* **Exercise details**
Repeat, exactly and alone, every line from the line that contains "finger skin, each" to the end of the entries.

* **Records for processing**
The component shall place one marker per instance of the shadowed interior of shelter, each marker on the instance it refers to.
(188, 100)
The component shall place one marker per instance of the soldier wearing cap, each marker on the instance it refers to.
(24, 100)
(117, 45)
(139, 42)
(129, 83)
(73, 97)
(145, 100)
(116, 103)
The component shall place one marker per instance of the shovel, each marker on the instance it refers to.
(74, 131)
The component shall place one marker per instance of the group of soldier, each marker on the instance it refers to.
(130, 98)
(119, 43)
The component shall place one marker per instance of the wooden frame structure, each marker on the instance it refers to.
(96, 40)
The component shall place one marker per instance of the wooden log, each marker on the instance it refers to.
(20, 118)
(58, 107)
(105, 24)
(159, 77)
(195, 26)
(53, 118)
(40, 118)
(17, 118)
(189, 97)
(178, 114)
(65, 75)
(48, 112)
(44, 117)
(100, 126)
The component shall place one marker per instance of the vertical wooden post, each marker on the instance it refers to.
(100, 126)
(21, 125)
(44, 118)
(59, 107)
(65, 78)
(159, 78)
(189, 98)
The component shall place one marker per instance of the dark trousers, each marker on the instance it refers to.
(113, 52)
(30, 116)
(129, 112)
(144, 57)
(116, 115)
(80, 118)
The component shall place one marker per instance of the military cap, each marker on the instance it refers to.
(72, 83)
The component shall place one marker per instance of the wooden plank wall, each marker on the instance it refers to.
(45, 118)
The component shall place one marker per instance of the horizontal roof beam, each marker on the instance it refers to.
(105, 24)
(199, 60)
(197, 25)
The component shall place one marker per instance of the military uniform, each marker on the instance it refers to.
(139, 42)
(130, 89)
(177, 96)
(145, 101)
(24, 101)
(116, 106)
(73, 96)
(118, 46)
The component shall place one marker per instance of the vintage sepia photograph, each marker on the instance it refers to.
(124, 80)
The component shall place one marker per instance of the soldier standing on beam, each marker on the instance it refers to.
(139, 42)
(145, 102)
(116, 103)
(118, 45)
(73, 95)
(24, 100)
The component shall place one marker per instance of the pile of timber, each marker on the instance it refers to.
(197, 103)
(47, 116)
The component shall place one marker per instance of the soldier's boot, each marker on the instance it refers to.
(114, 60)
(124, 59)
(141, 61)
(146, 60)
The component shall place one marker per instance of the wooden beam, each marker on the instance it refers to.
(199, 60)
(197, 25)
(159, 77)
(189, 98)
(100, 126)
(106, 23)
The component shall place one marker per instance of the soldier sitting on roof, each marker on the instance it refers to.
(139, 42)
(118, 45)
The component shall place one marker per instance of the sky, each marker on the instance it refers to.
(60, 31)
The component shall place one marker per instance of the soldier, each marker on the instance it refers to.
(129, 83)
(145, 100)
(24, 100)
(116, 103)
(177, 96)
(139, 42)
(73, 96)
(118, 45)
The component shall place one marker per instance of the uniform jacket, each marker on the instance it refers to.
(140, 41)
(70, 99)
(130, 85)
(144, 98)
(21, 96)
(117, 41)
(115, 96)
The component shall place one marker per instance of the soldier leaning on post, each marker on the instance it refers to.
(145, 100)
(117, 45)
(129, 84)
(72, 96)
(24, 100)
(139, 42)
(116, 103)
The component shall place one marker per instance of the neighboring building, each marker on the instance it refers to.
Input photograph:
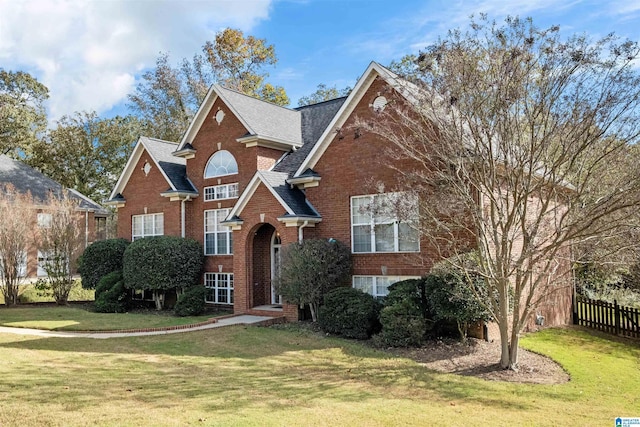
(25, 179)
(249, 177)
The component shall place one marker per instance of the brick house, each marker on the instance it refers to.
(249, 177)
(92, 216)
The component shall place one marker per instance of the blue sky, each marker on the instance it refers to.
(90, 54)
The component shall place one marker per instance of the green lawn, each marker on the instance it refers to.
(79, 319)
(272, 377)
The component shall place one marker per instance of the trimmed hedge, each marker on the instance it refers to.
(406, 317)
(191, 302)
(111, 295)
(162, 263)
(402, 326)
(99, 259)
(349, 312)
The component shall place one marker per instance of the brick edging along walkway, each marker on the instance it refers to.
(157, 329)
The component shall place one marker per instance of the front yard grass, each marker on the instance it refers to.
(71, 318)
(244, 376)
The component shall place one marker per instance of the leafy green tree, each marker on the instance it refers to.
(22, 113)
(323, 93)
(168, 97)
(162, 263)
(86, 152)
(101, 258)
(310, 269)
(514, 126)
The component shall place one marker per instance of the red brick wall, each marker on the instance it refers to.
(248, 158)
(352, 165)
(244, 245)
(142, 192)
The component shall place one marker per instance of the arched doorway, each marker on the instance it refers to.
(265, 265)
(276, 245)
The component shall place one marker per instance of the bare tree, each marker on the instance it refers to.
(60, 243)
(513, 130)
(16, 213)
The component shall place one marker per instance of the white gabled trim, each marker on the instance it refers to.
(363, 84)
(133, 160)
(198, 119)
(248, 192)
(268, 142)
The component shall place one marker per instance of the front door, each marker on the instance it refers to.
(275, 266)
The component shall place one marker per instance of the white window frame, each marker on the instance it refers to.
(221, 192)
(214, 290)
(157, 225)
(378, 286)
(22, 266)
(213, 226)
(43, 259)
(44, 219)
(232, 164)
(367, 218)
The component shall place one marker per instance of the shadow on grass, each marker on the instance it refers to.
(234, 368)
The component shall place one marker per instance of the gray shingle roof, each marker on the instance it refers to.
(292, 197)
(315, 119)
(262, 118)
(26, 179)
(175, 168)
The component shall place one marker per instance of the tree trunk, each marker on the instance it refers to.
(158, 298)
(314, 312)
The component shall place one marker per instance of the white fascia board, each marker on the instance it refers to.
(372, 71)
(248, 192)
(233, 110)
(158, 165)
(128, 168)
(198, 119)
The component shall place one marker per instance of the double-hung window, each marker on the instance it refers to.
(221, 192)
(385, 223)
(219, 287)
(147, 225)
(218, 239)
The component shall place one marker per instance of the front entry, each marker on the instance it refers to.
(265, 265)
(276, 244)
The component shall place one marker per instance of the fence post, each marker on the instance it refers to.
(616, 311)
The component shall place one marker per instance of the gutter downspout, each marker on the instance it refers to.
(300, 234)
(86, 229)
(182, 216)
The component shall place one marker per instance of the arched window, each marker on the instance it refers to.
(220, 164)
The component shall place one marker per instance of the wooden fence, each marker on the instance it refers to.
(607, 317)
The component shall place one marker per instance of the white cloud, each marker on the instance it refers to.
(88, 53)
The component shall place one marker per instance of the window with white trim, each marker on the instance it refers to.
(220, 164)
(219, 288)
(378, 286)
(147, 225)
(218, 238)
(49, 259)
(44, 220)
(221, 192)
(21, 267)
(384, 223)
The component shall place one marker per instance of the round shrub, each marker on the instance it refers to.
(101, 258)
(349, 312)
(113, 299)
(402, 326)
(162, 263)
(107, 282)
(191, 302)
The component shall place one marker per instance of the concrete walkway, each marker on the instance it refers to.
(227, 321)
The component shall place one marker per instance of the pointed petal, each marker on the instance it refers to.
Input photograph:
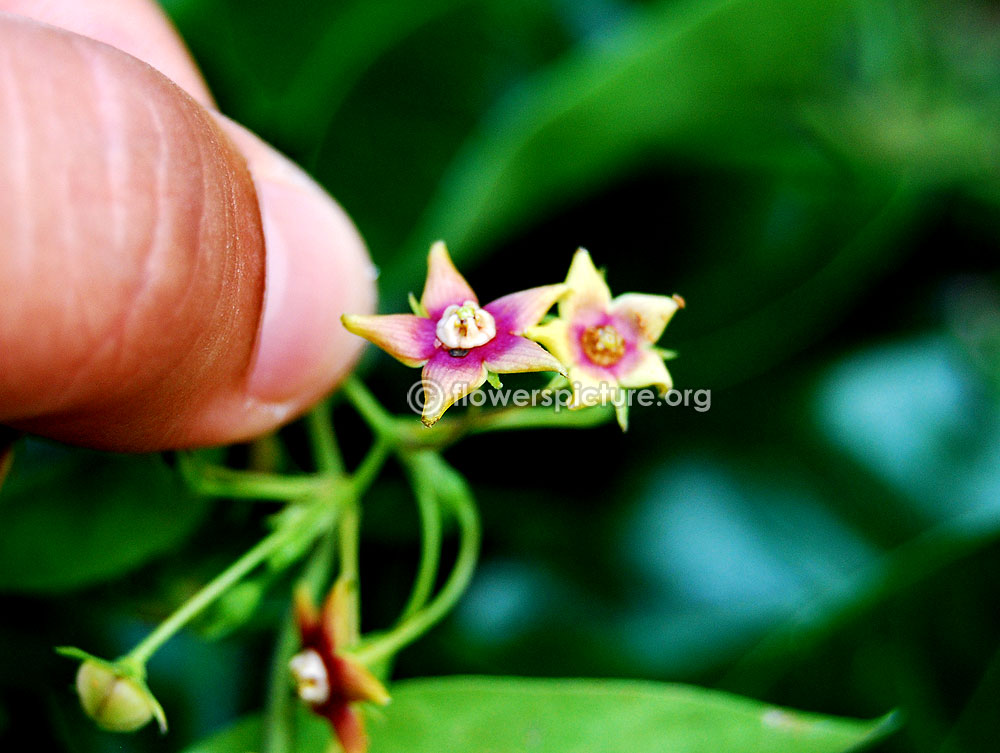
(587, 286)
(349, 728)
(405, 337)
(444, 285)
(554, 335)
(649, 371)
(447, 379)
(516, 312)
(508, 354)
(337, 628)
(589, 389)
(649, 314)
(357, 683)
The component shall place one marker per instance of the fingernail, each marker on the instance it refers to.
(314, 273)
(316, 269)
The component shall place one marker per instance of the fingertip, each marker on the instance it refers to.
(317, 270)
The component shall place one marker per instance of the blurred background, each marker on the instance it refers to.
(818, 178)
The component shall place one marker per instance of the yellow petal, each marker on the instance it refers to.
(589, 390)
(649, 371)
(587, 286)
(406, 337)
(337, 623)
(649, 313)
(360, 684)
(553, 335)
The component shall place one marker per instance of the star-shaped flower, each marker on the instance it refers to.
(330, 681)
(607, 344)
(457, 341)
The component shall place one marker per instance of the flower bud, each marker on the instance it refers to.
(114, 701)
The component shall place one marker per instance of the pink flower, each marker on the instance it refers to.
(607, 343)
(457, 341)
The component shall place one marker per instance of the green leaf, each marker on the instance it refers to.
(501, 715)
(516, 715)
(247, 734)
(723, 80)
(71, 518)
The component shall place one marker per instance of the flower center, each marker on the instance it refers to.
(603, 345)
(466, 326)
(310, 677)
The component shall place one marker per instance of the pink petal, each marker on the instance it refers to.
(509, 354)
(406, 337)
(444, 285)
(516, 312)
(447, 378)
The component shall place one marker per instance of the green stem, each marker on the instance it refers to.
(366, 472)
(377, 417)
(412, 628)
(430, 548)
(324, 443)
(350, 535)
(278, 730)
(217, 481)
(213, 590)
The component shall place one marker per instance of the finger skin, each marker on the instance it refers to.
(131, 249)
(138, 27)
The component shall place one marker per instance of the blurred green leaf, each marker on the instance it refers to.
(72, 517)
(313, 736)
(459, 714)
(719, 79)
(514, 715)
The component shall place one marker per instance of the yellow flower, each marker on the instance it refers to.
(607, 343)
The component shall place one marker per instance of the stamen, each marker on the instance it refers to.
(464, 327)
(311, 678)
(603, 345)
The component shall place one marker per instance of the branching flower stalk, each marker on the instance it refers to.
(460, 345)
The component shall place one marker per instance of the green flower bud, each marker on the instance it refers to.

* **Solution below**
The component shall place one marker per instance of the finger skin, each marker on the instance it refers to.
(131, 249)
(138, 27)
The component shall place one marker per instance of the blurred green leaf, each marker on the instance it refers to.
(72, 517)
(313, 736)
(459, 714)
(719, 79)
(514, 715)
The component shall place one marker per instance of the yellow flower, each marker on the instance it refers to.
(607, 343)
The component shall place one marker per instance of the stamen, each marker on the instance it refers to.
(464, 327)
(311, 678)
(603, 345)
The component shall place one marker per instance of the branching flower stalk, each marker on the instance it refers to.
(460, 345)
The component shall place one marker per instance of the green flower bud, each marker on the instance it refers to.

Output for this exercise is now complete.